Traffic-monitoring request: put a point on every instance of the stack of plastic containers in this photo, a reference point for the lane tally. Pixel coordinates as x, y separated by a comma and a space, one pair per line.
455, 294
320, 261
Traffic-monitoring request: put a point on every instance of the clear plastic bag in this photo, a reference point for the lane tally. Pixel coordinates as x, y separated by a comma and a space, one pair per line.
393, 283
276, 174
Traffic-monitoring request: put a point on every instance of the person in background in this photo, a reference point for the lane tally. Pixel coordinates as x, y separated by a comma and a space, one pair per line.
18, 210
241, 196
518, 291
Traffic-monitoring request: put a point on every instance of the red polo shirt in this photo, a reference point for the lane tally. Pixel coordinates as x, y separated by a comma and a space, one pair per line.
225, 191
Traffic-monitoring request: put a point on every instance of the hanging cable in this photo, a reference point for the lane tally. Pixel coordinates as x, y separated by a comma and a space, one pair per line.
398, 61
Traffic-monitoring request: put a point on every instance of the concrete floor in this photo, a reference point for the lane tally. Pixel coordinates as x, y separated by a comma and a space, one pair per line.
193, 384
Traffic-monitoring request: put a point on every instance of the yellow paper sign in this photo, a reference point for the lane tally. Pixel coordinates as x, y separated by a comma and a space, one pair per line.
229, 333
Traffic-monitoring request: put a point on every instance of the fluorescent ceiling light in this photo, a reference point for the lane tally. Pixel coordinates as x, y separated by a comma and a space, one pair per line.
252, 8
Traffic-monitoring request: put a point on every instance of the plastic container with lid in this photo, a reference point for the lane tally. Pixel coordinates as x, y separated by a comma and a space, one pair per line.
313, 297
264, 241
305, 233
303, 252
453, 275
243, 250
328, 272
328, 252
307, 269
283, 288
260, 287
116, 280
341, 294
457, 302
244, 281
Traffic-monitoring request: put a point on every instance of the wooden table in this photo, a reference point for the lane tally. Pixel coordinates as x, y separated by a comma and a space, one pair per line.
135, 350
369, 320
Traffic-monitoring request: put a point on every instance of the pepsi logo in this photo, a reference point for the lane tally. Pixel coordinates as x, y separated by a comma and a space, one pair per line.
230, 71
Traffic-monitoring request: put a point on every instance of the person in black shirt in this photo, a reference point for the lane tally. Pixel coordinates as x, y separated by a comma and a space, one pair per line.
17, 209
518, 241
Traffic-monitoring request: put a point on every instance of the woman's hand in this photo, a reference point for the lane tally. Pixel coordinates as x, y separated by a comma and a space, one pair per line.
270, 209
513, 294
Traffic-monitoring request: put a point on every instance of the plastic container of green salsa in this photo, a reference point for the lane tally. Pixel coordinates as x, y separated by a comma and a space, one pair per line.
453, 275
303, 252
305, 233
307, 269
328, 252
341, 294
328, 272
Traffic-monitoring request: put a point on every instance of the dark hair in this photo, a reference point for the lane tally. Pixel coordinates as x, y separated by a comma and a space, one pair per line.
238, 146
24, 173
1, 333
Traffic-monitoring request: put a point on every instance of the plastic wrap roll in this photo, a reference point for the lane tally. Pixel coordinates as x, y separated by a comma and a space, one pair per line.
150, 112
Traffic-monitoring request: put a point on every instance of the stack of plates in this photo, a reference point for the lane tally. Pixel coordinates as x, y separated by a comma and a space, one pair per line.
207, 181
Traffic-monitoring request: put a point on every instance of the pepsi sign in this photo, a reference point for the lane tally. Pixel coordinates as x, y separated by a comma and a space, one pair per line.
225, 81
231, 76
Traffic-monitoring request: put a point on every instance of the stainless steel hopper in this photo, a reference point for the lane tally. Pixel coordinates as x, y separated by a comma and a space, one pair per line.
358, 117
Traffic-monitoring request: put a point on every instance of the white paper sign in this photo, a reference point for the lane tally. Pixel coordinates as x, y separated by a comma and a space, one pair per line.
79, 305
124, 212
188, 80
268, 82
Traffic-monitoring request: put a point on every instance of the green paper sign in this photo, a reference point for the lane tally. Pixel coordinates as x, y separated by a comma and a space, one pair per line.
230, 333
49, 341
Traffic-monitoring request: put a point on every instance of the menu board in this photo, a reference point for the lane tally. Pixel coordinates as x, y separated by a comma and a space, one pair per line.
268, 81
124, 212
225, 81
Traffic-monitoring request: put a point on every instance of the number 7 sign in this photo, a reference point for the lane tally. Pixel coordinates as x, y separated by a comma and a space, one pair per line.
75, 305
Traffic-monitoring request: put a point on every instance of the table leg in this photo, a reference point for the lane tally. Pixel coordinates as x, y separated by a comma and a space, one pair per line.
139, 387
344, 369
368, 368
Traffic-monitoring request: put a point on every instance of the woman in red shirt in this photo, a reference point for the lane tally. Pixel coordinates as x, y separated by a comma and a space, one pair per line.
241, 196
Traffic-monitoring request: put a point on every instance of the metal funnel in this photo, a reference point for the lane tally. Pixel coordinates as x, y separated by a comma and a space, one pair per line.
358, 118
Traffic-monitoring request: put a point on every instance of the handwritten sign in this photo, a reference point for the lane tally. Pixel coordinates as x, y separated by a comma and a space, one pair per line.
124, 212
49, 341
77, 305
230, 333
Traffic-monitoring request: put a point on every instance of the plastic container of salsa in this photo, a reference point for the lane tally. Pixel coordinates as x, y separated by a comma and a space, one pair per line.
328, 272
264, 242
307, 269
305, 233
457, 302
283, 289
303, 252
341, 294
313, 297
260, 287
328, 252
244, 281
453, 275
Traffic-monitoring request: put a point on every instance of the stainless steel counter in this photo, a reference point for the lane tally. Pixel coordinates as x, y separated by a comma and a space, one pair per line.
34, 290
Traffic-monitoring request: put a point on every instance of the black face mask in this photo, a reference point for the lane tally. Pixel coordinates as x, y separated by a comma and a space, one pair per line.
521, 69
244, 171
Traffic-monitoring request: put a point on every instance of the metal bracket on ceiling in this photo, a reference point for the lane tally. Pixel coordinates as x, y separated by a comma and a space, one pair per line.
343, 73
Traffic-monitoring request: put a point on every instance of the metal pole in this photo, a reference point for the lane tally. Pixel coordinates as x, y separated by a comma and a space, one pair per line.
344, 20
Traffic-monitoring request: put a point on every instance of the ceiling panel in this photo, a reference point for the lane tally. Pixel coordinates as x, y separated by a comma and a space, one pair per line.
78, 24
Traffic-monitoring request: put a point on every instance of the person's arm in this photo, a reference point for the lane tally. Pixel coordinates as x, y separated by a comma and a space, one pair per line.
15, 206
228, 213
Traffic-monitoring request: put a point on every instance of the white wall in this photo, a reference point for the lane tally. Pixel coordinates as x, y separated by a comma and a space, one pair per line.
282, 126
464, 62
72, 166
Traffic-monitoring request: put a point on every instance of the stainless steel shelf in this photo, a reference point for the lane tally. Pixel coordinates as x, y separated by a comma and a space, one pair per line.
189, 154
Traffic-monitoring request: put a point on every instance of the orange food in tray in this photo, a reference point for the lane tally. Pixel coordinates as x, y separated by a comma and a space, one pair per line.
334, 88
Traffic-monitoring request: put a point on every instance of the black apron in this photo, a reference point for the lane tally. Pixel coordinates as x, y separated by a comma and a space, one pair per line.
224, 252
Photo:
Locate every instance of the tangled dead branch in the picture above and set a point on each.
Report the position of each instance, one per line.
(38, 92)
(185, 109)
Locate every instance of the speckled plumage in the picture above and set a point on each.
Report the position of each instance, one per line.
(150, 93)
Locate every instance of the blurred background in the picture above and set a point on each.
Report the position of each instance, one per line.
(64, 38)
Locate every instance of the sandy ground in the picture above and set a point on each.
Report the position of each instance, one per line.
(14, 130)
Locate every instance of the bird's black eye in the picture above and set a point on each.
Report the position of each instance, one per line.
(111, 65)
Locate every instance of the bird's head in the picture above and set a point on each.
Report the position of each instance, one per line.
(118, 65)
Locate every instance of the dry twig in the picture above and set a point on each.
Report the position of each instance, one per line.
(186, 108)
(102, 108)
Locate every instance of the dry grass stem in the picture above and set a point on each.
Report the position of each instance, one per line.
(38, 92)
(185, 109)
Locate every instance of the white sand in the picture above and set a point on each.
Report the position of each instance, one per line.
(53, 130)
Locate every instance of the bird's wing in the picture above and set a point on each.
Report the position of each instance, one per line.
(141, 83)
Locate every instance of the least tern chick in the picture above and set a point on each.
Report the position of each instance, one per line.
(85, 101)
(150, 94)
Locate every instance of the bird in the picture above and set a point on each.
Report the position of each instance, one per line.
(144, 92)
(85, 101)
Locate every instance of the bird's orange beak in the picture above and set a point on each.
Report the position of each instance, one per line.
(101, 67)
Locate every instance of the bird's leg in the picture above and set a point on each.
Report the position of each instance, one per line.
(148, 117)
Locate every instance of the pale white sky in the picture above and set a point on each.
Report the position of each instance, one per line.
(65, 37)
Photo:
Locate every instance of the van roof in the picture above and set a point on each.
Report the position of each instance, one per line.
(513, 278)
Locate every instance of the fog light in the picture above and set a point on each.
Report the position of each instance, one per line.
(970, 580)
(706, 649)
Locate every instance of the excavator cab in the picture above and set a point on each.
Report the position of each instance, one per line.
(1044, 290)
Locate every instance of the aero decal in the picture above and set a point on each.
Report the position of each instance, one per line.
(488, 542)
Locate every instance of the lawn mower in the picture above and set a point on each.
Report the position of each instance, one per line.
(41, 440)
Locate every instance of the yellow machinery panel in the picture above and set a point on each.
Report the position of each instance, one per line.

**BRIEF**
An exact copy of the lines above, from the one containing "Locate every instance of the sandy" down to the one containing "Locate every instance of the bird's wing" and including both, is the whole answer; retype it and nothing else.

**WORKED SOLUTION**
Locate every instance of the sandy ground in the picture above and set a point on each.
Report the position of each instance, one per line.
(14, 130)
Locate every instance of the bird's black eye in the picture above and set a point on each.
Report the position of each instance, one per line.
(111, 65)
Locate every instance of the bird's head in the picture above and set a point on each.
Report the position of each instance, one per line.
(118, 65)
Locate every instance of the dry twig in the picture above and set a point on each.
Report the position of each instance, one per line.
(186, 108)
(102, 108)
Locate every instance of the dry grass stem in the picture above and set a point on each.
Report the position of each instance, one per line.
(38, 92)
(185, 109)
Locate every instance of the white sand in the picture above and set a point on each.
Report the position of each instance, one per line.
(53, 130)
Locate every instance of the bird's wing in the picture above and set a point on each.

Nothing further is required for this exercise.